**DO THIS:** Update the rows from the line containing "One point belongs on each instance of the steel lattice" through the end of the rows by replacing "dot" with "mark" and leaving everything else unchanged. Return only those lines.

**INFORMATION PROVIDED:**
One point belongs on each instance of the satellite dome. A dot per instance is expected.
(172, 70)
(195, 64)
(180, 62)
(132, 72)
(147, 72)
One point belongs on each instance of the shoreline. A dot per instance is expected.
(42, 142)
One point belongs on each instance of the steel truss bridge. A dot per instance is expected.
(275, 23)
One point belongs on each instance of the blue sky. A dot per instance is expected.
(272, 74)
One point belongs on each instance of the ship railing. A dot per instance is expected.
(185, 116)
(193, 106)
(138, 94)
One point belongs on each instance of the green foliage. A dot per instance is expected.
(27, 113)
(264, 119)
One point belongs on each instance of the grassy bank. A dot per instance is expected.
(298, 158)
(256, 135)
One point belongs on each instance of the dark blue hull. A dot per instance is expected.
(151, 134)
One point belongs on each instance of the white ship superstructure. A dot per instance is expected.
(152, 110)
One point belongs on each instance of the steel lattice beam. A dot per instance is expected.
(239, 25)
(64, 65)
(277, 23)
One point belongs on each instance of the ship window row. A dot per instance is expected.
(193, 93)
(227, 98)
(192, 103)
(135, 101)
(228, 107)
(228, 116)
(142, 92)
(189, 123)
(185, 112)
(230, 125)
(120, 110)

**SOLUTION TO THIS EXERCISE:**
One point belongs on each instance of the steel lattice beam. A mark per instance is expected.
(239, 25)
(64, 65)
(277, 23)
One point belongs on each instance of the ship window row. A mark per instance is expected.
(193, 93)
(227, 98)
(192, 103)
(135, 101)
(228, 107)
(228, 116)
(142, 92)
(189, 123)
(185, 112)
(230, 125)
(120, 110)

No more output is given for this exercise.